■ INPUT FOR THIS TASK ■

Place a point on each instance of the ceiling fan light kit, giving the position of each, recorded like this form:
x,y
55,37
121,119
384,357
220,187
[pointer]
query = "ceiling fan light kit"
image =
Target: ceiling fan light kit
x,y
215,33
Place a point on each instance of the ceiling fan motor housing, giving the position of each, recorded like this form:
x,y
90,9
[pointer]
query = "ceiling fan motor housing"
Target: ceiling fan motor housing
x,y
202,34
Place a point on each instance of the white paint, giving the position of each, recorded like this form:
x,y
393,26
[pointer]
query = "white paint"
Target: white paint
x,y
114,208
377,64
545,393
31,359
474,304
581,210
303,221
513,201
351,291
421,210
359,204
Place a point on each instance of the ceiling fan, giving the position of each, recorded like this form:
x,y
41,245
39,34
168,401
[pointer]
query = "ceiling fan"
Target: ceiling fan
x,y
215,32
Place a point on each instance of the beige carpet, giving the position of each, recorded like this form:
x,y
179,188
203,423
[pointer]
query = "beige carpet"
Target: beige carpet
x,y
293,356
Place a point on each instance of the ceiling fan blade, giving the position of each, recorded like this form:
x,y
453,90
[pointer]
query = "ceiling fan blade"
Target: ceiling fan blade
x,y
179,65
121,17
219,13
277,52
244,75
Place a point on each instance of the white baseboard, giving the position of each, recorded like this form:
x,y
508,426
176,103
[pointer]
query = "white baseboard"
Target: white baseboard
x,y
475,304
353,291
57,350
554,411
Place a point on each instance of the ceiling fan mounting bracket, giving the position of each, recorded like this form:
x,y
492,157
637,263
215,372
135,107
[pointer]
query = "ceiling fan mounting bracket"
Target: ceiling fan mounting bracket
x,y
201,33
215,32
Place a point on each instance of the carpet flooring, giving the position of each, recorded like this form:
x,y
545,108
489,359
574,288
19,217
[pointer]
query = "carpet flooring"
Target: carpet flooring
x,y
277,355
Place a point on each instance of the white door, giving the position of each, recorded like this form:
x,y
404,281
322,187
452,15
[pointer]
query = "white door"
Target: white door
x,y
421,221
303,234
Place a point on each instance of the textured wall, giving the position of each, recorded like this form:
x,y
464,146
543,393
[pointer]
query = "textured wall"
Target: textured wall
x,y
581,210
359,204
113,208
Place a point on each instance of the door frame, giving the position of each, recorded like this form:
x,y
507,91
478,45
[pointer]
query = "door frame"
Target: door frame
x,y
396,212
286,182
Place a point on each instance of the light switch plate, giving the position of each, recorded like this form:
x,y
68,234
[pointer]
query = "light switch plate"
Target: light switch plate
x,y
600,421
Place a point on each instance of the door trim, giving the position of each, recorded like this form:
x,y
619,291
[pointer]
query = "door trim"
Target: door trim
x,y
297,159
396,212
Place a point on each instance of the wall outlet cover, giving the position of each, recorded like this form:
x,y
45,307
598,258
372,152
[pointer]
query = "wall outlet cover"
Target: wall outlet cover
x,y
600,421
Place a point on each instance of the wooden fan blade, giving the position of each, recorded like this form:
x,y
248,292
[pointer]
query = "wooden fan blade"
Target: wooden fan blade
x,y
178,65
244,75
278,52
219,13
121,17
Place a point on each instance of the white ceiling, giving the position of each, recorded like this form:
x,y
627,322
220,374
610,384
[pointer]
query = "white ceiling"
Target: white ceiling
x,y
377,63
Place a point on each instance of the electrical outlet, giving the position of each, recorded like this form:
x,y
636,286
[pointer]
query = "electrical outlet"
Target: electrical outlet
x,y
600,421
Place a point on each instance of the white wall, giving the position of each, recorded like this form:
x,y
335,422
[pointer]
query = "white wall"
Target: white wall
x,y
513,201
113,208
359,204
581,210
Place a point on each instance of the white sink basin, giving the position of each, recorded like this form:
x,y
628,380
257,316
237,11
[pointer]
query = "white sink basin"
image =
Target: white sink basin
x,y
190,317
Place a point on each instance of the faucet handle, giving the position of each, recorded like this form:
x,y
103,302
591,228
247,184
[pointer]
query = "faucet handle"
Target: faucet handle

■ WRITTEN INSTRUCTION ■
Repeat the listing exactly, from its first line to its last.

■ WRITTEN ANSWER ■
Place a point on each instance of the ceiling fan light kit, giving the position of each, recorded like this form:
x,y
55,37
121,119
384,357
220,187
[pointer]
query = "ceiling fan light kit"
image =
Target: ceiling fan light kit
x,y
215,33
Place a point on each instance of the ceiling fan motor housing, giving the position of each, recorded like this form:
x,y
90,9
[pointer]
query = "ceiling fan motor housing"
Target: ceiling fan motor housing
x,y
202,34
Place a point on each instance of the white paint, giving the position of each, recorded like this form:
x,y
393,26
[pointer]
query = "white paint"
Target: white paint
x,y
114,208
377,64
545,393
31,359
474,304
581,210
303,221
513,201
351,291
421,210
359,204
Place a point on each instance of the ceiling fan, giving the position of each, recorded like this form:
x,y
41,245
39,34
168,401
[pointer]
query = "ceiling fan"
Target: ceiling fan
x,y
215,32
Place a point on each instance of the beige carpet, giving the position of each, recorded like this form:
x,y
179,188
203,423
[pointer]
query = "beige carpet"
Target: beige carpet
x,y
293,356
Place a point on each instance of the ceiling fan blade, giving the position of each, recorded like this form:
x,y
453,90
[pointer]
query = "ceiling fan blade"
Target: ceiling fan blade
x,y
179,65
121,17
219,13
277,52
244,75
Place a point on each instance of the white baseboard, giving the position of each, recorded like this form:
x,y
508,426
176,103
[pointer]
query = "white baseboard"
Target: white baseboard
x,y
475,304
353,291
57,350
554,411
Place a point on each instance of the ceiling fan mounting bracket, giving the position of each, recorded like this form:
x,y
492,157
637,263
215,372
135,107
[pointer]
query = "ceiling fan mounting bracket"
Target: ceiling fan mounting bracket
x,y
201,33
215,32
Place a point on each instance of the carpet flooring, giving the position of each, recorded like this form:
x,y
545,108
489,359
574,288
19,217
[pointer]
query = "carpet flooring"
Target: carpet flooring
x,y
277,355
Place a point on each instance of the white door, giving the position of each, recorded like this form:
x,y
404,281
322,187
452,15
[pointer]
query = "white door"
Target: white door
x,y
421,221
303,234
Place a point on each instance of the textured wall, giving the position of each, recorded like this form:
x,y
464,146
543,393
[pointer]
query = "textured wall"
Target: textured wall
x,y
581,210
359,204
113,208
Place a point on each instance of the door frame, giving the position of each, recorded like this form:
x,y
507,91
478,45
[pointer]
query = "door frame"
Target: door frame
x,y
396,212
286,182
Place a point on each instance of the light switch plate, giving the position of each, recorded like this form:
x,y
68,234
[pointer]
query = "light switch plate"
Target: light switch plate
x,y
600,421
Place a point on each instance of the door trim, giving the position of each, recorded like this form:
x,y
619,291
[pointer]
query = "door trim"
Target: door trim
x,y
297,159
396,212
Place a point on each instance of the wall outlet cover, giving the position of each, recorded like this form:
x,y
45,307
598,258
372,152
[pointer]
query = "wall outlet cover"
Target: wall outlet cover
x,y
600,421
Place a point on each instance of the wooden fan blade, giving the position of each, recorded like this form:
x,y
248,292
[pointer]
query = "wooden fan blade"
Target: wooden fan blade
x,y
178,65
244,75
278,52
219,13
121,17
Place a point on each instance of the white ceiling, giving the position of each, recorded like this form:
x,y
627,322
220,374
610,384
[pointer]
query = "white ceiling"
Target: white ceiling
x,y
377,63
Place a point on each instance of the electrical outlet, giving the position of each, recorded like this form:
x,y
636,286
[pointer]
query = "electrical outlet"
Target: electrical outlet
x,y
600,421
Place a point on each instance of the white wall, giving the position of each, recorded like this form:
x,y
335,422
[pointer]
query = "white wall"
Target: white wall
x,y
513,201
113,208
359,204
581,210
Place a point on each instance of the white sink basin, giving the position of each, recorded like this form:
x,y
628,380
257,316
237,11
[pointer]
query = "white sink basin"
image =
Target: white sink basin
x,y
190,317
Place a point on each instance of the faucet handle, giving the position of each, recorded like this form:
x,y
103,302
591,228
247,184
[pointer]
query = "faucet handle"
Target: faucet handle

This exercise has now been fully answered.